- Document passage -
>>>>>
Clea (novel)
Author | Lawrence Durrell |
---|---|
Language | English |
Series | The Alexandria Quartet |
Publisher | Faber |
Publication date | 1960 |
Publication place | United Kingdom |
Media type | Print (Paperback and Hardback) |
Preceded by | Mountolive |
Clea, published in 1960, is the fourth volume in The Alexandria Quartet of novels by the British author Lawrence Durrell. Set in Alexandria, Egypt, in the 1930s and 1940s, the first three volumes tell the same story from different points of view, and Clea relates subsequent events.
Durrell wrote the book in four weeks.[1]
Plot and characterization
[edit]The book begins with the Narrator (Darley) living on a remote Greek island with Nessim's illegitimate daughter from Melissa. The child is now six years old—marking the time that has elapsed since the events of Justine. Darley has been able to spend this period on the island—thinking, writing, maturing—due to the £500 left him in his will by the writer Pursewarden (who killed himself).
<<<<<
- Directive A -
Render the entries as a numbered list, starting at the line that contains "Mark one point per instance of the blue" and ending at the last line of the entries. Leave out any blank lines.

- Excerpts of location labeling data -
>>>>>
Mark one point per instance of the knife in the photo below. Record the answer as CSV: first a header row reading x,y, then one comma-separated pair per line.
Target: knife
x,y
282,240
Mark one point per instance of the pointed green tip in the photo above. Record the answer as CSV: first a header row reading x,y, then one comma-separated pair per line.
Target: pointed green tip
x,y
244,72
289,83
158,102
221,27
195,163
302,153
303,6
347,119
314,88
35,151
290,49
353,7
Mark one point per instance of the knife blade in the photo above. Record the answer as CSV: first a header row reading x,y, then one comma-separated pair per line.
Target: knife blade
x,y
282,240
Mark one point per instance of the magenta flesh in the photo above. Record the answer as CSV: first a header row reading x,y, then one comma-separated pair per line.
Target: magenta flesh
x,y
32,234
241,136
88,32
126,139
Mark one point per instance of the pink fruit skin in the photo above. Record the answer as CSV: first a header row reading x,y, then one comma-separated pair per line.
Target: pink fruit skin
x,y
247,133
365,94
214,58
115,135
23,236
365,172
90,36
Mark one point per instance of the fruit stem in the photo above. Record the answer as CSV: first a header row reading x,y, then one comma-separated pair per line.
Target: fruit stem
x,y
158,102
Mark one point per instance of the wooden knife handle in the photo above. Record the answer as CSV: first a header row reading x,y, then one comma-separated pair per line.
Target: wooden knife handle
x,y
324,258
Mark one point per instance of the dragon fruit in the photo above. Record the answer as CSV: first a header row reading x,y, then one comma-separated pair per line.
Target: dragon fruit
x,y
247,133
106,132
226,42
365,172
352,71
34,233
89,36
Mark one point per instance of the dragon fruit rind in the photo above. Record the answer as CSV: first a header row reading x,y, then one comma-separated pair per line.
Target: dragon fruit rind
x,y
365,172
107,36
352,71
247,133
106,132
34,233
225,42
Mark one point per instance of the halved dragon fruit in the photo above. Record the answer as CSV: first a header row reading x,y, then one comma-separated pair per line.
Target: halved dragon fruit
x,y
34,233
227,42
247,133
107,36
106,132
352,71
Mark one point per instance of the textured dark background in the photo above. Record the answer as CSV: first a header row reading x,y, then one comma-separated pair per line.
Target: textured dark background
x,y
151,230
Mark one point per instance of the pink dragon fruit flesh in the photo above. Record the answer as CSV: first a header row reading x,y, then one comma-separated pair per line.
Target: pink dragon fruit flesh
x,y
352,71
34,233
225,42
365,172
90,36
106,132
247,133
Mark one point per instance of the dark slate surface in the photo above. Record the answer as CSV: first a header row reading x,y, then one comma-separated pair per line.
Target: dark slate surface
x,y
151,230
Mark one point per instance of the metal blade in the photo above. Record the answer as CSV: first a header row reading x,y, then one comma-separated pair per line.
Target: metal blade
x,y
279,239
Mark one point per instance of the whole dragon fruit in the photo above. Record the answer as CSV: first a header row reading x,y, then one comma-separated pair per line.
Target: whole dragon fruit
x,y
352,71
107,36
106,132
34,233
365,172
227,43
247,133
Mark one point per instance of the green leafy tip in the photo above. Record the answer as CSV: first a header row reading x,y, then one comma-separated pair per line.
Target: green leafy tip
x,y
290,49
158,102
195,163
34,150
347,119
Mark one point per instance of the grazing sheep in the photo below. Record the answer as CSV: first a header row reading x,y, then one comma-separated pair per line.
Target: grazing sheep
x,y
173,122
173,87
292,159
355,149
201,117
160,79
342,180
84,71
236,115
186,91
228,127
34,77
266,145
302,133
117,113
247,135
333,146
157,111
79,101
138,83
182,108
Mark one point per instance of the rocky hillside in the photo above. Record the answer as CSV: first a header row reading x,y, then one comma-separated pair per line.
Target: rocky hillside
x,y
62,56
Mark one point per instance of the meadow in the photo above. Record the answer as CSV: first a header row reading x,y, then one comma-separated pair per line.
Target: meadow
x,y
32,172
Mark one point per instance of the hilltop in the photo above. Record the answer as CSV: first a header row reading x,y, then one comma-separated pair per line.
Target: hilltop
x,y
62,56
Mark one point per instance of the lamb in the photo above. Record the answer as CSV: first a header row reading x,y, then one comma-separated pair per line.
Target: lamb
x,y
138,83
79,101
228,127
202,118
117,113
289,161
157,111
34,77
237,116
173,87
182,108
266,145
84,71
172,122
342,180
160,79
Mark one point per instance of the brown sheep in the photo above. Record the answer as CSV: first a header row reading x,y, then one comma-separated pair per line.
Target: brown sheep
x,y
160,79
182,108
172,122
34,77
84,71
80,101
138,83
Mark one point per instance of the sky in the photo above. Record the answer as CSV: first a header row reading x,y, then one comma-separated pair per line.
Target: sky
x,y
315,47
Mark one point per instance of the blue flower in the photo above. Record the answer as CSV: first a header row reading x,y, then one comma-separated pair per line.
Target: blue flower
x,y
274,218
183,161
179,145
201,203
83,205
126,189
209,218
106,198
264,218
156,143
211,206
<<<<<
- Directive B -
Update the article on Clea from "Durrell wrote the" through "(who killed himself)." by changing "four weeks" to "three weeks", and give that part again.

- Expected answer A -
1. Mark one point per instance of the blue flower in the photo above. Record the answer as CSV: first a header row reading x,y, then one comma-separated pair per line.
2. Target: blue flower
3. x,y
4. 274,218
5. 183,161
6. 179,145
7. 201,203
8. 83,205
9. 126,189
10. 209,218
11. 106,198
12. 264,218
13. 156,143
14. 211,206

- Expected answer B -
Durrell wrote the book in three weeks.[1]
Plot and characterization
[edit]The book begins with the Narrator (Darley) living on a remote Greek island with Nessim's illegitimate daughter from Melissa. The child is now six years old—marking the time that has elapsed since the events of Justine. Darley has been able to spend this period on the island—thinking, writing, maturing—due to the £500 left him in his will by the writer Pursewarden (who killed himself).